WHAT THIS EXERCISE ASKS ▸
• a. According to the review round-up, on what list did the reviewer find Judy Blume's Wifey?
• b. Condense the paragraph of the review round-up that begins "Sandy Pressman is a nice" into two or three sentences, keeping its main facts.

PASSAGE SHOWN ▸
--- START ---
Review Round-up: Roadkill, Wifey and the Second Lady
Friday, September 20, 2013
Three more reviews - one good new release and two vintage reads that are, well... kind of awful.
Well, Judy Blume's Wifey (1978) was a disappointment. I saw it on the "40 Trashy Novels to Read Before You Die" list, got it, read it and... I suppose I'm 2.5% more prepared for my eventual demise, but that's cold comfort.
Sandy Pressman is a nice, suburban Jewish housewife with an ostensibly ideal husband, a good country club membership, two fairly decent kids and...why isn't she satisfied? The answer, posits Wifey, is in her fairly crappy sex life. Sandy experiments with experimenting, if that makes sense - this isn't Midwood Press-style adultery porn as much as a frustrated woman's attempts to break free. Mostly it is bawdy comedy as Sandy half-heartedly flirts with being naughty, but her upbringing, social circles and cultural 'training' prevent her from truly cutting loose.
--- END ---
(Dataset items)
--- START ---
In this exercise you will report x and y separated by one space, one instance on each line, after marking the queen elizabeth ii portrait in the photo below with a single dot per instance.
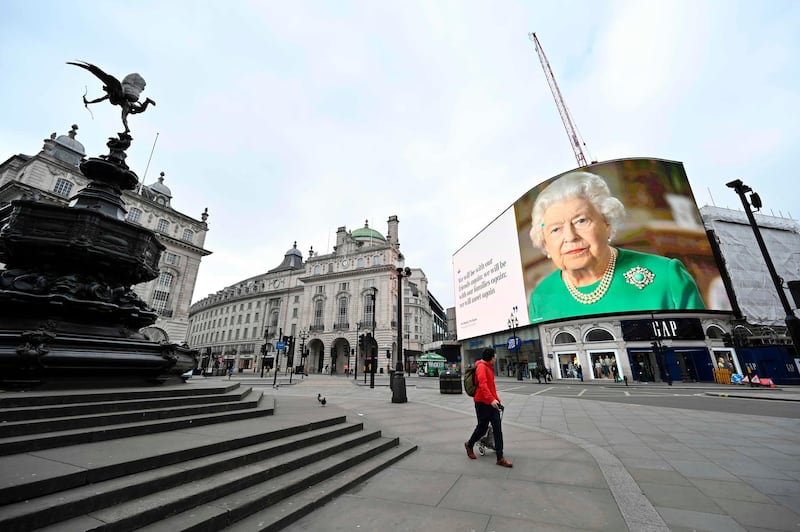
574 221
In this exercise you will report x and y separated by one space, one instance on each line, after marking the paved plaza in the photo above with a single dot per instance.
578 464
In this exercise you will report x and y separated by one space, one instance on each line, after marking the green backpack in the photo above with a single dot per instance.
470 381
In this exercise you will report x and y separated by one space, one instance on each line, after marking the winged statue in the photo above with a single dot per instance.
125 93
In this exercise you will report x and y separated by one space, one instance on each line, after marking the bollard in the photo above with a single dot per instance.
398 384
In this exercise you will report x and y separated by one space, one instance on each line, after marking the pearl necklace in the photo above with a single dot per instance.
597 294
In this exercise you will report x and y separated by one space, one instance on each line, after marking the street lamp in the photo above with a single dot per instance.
399 386
303 335
264 351
374 356
792 321
513 342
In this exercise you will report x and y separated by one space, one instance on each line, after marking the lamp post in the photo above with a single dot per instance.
399 386
264 352
792 321
303 334
513 342
373 356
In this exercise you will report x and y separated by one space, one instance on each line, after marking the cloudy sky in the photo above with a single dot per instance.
288 120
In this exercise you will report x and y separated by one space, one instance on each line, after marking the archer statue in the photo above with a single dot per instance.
124 94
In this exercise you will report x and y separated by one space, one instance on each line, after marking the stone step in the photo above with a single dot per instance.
279 476
28 443
60 397
106 405
282 499
284 513
74 502
38 475
164 410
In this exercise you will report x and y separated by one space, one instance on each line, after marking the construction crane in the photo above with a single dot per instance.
575 140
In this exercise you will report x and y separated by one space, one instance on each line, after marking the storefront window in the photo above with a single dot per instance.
604 365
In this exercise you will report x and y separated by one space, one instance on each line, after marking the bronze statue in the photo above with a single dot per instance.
124 94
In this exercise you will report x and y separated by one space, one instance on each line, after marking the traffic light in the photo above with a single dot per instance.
727 339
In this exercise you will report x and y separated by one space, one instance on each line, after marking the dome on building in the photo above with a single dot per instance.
292 260
65 147
70 142
365 233
160 187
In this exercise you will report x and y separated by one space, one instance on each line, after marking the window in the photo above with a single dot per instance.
564 338
341 314
165 280
598 335
63 187
160 298
319 313
134 215
369 309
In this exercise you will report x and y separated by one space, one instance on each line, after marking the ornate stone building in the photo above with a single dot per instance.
335 310
53 176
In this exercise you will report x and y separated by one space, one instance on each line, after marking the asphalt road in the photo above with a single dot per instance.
694 398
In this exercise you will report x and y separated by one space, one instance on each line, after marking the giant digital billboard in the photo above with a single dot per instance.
613 237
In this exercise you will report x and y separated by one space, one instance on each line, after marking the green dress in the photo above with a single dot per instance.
652 283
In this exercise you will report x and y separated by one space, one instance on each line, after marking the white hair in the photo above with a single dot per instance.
579 184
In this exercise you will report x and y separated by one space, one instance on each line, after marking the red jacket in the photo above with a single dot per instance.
484 375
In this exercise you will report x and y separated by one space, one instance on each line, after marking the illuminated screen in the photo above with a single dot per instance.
614 237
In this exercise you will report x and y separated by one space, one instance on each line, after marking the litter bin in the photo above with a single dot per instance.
450 383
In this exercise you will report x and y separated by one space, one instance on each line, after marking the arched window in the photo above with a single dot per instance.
319 314
599 335
134 215
369 310
341 314
564 338
161 293
63 187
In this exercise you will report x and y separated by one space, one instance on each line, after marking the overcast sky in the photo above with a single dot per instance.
288 120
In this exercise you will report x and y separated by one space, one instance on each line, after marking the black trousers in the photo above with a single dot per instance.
488 414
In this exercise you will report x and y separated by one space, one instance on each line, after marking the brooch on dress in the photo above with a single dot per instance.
639 277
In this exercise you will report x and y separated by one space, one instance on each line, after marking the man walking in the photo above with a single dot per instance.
487 408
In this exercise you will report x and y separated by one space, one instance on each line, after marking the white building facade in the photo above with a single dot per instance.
53 175
332 312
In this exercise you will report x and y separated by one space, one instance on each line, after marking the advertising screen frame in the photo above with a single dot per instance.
496 272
--- END ---
EXPECTED RESULTS ▸
• a. The "40 Trashy Novels to Read Before You Die" list.

• b. Sandy Pressman is a suburban Jewish housewife with a seemingly ideal husband, a good country club membership and two fairly decent kids, yet she is unsatisfied, which Wifey attributes to her poor sex life. The book is less adultery porn than a frustrated woman's attempt to break free. It is mostly bawdy comedy, since her upbringing, social circles and cultural "training" keep her from truly cutting loose.